Thursday, December 14, 2006

I Am Become Legend: My Last Hundred 'Entry Pages'

Darwins Cat
Entry Pages Ranked by Visits

Entry Page
63 http://jmichaelrobertson.blogs...ollege-you-never-heard-of.html
24 http://jmichaelrobertson.blogspot.com/
3 http://jmichaelrobertson.blogspot.com/2006_12_01_archive.html
2
2 http://jmichaelrobertson.blogspot.com/index.html
2 http://mail.google.com/mail/?v...=page&name=gp&ver=sh3fib53pgpk
1 http://jmichaelrobertson.blogs...jmichaelrobertson_archive.html
1 http://jmichaelrobertson.blogs...jmichaelrobertson_archive.html
1 http://jmichaelrobertson.blogs...2/taylor-university-virus.html
1 http://jmichaelrobertson.blogs...jmichaelrobertson_archive.html


I have not paid the big bucks to sitemaster, so I can only go back a hundred hits. But the trend is there, the marketing opportunity. So now I'm thinking, "I see a quality all-cotton product, and on the front it says: 'I went to the Michael Robertson blog to witness to him and all I got was this lousy t-shirt.' "

By the way, a friend asks why I don't just cut off comments down there at my first Taylor post, since that would probably put this little diversion to an end sooner rather than later. Well, if I understand the blogging ethic correctly, refusing to allow comment is the way of the coward. Many of my favorite political blogs -- I've read it at Daily Kos and Atrios, I'm pretty sure -- point out that most of the so-called lefty blogs believe you should encourage comment, and that it's the righty blogs who don't allow it because they are so irritated by disagreement. I don't know how true this is. I don't visit righty blogs all that often. But I agree with the principle. If you are going to put it out there on the net, then you should let people talk back. That's what gives the net its power: interactivity, which (one hopes) corrects misinformation and points out holes in information and flaws in logic.

The net is not just for speaking; it is also for listening.

> [Try it] According to the blog post, why can the author only go back a hundred hits? Rely only on the blog post for this.

> [Dataset entries]
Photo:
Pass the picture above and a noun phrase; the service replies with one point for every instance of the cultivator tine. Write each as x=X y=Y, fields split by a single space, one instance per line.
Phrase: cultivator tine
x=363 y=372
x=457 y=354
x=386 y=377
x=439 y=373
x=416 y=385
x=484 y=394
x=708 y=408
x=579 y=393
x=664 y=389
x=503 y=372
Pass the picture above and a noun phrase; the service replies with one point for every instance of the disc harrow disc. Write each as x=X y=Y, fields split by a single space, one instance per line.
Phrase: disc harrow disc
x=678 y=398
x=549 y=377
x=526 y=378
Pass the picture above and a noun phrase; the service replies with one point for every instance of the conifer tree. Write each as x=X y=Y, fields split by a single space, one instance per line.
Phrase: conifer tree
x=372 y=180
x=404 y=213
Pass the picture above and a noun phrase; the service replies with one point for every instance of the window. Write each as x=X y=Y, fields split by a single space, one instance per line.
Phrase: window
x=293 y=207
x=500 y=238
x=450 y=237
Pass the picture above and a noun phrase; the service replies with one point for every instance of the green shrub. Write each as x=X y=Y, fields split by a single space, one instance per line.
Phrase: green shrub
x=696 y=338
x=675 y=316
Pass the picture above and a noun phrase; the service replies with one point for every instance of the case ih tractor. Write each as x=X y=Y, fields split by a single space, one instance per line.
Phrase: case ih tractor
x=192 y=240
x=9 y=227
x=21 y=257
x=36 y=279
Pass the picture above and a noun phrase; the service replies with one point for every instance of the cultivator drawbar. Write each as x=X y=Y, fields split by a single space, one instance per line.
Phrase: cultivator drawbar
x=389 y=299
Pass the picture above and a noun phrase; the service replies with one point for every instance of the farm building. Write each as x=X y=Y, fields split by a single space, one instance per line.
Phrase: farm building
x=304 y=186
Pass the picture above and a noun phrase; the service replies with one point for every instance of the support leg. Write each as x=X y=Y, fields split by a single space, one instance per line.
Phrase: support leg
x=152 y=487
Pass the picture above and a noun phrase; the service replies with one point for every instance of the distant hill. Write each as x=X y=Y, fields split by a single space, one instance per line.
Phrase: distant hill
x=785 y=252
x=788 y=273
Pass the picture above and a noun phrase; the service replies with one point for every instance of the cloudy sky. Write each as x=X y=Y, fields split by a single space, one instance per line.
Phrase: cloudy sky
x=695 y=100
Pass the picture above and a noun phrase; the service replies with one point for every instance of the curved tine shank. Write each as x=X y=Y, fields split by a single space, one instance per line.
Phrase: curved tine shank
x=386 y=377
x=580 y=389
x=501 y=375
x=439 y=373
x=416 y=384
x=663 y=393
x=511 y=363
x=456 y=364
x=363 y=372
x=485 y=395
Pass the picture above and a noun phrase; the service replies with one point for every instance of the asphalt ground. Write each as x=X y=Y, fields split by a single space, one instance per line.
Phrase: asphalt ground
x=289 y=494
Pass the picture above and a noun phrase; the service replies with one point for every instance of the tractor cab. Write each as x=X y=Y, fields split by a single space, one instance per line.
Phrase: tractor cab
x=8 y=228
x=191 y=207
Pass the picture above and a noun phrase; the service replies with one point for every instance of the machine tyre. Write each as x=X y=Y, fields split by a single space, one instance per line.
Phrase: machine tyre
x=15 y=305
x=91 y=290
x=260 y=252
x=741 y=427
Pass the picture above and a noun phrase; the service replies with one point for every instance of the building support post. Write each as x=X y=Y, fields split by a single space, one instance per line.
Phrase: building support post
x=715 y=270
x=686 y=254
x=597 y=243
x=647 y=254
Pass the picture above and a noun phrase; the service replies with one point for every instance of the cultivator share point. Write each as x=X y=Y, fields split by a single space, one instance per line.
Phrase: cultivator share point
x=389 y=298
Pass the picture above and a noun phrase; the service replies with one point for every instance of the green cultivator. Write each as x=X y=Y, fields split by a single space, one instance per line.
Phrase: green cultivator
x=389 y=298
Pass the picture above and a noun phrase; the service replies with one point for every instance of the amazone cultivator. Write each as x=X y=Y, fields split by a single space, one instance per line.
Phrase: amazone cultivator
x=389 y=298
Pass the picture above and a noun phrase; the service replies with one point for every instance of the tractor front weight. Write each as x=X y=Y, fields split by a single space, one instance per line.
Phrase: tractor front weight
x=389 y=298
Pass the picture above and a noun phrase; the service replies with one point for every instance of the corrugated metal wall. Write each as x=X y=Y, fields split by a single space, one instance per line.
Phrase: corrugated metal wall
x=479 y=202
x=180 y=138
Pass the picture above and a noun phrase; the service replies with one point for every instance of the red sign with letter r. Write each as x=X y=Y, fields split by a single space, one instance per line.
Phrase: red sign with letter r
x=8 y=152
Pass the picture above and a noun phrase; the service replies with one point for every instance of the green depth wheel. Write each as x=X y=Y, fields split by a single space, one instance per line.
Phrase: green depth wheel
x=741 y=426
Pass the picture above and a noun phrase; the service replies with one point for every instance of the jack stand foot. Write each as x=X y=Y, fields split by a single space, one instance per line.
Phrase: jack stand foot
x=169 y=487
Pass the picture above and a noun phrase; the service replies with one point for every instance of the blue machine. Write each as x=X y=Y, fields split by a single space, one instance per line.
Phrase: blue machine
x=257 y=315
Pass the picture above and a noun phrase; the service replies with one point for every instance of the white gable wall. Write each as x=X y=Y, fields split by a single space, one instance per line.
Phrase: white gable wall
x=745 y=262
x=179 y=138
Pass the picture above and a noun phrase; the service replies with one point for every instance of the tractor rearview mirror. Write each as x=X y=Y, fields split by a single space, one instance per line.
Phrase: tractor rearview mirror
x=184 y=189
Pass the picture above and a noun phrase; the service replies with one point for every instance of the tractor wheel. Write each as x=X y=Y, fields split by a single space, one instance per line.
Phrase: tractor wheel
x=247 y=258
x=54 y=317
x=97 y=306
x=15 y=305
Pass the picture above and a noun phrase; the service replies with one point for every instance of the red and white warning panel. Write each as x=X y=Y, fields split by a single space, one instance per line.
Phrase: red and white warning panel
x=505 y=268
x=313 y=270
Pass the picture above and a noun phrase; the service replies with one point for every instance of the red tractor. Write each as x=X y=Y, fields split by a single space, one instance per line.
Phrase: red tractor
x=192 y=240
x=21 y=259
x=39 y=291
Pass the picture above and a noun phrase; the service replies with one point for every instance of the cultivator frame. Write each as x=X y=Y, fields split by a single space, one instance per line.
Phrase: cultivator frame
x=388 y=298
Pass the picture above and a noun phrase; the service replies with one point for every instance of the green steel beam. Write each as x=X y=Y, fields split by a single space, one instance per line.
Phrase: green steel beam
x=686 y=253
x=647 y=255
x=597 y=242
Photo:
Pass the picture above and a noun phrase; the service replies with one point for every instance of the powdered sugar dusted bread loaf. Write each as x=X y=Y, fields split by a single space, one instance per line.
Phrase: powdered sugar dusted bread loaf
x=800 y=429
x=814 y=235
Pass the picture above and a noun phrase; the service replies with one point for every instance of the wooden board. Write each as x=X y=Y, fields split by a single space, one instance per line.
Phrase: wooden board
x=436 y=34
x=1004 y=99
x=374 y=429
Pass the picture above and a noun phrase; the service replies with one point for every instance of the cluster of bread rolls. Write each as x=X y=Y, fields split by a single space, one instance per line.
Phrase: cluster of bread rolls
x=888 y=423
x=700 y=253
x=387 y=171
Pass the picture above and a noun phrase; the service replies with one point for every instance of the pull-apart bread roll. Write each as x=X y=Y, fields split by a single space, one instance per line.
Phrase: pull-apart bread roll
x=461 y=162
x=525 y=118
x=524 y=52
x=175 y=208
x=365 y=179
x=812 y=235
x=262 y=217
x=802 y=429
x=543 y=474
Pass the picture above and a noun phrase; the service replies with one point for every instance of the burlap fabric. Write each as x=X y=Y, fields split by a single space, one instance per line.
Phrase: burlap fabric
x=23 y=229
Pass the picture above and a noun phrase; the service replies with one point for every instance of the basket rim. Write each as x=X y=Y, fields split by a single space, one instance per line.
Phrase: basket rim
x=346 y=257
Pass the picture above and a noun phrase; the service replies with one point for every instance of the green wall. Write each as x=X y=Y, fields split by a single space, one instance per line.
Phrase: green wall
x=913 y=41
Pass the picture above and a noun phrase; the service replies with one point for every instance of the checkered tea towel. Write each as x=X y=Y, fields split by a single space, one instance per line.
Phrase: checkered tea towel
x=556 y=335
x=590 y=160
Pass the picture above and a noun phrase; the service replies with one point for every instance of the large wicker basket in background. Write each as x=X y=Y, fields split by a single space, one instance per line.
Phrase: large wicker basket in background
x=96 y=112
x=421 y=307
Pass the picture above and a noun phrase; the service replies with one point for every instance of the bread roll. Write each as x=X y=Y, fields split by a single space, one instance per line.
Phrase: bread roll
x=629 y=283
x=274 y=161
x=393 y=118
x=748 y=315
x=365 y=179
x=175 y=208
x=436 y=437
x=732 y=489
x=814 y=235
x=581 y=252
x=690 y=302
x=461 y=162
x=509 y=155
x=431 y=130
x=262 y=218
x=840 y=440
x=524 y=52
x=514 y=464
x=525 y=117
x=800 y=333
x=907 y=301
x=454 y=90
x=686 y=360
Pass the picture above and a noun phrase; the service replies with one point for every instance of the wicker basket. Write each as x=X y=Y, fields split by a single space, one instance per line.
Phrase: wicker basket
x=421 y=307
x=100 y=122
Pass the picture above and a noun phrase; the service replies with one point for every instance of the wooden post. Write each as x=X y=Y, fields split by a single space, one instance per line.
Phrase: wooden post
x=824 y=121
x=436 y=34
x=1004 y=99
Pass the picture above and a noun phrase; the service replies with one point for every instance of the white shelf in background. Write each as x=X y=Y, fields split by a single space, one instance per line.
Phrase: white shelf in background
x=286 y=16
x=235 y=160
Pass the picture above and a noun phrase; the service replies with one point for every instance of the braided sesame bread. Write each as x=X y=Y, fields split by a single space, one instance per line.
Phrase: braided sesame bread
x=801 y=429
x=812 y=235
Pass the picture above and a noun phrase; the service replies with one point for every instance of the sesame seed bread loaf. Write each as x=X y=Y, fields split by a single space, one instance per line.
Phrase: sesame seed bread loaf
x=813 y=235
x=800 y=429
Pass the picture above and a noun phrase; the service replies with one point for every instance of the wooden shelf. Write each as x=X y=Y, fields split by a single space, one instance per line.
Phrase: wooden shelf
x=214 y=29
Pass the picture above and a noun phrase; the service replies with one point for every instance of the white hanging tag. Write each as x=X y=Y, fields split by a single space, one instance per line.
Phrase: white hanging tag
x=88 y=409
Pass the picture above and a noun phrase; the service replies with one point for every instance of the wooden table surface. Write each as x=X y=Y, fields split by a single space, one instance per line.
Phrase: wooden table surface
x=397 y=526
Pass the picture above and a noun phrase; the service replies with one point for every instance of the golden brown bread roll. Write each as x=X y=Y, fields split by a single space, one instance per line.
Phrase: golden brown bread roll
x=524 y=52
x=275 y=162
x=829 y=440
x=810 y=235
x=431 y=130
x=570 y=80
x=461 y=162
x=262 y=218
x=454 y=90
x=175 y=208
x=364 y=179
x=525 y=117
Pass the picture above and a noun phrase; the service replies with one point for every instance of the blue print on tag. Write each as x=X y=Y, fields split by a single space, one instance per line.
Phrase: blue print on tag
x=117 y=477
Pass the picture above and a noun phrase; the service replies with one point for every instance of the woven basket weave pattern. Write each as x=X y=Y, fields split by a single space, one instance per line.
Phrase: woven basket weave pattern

> [Written response] The author has not paid the big bucks to sitemaster.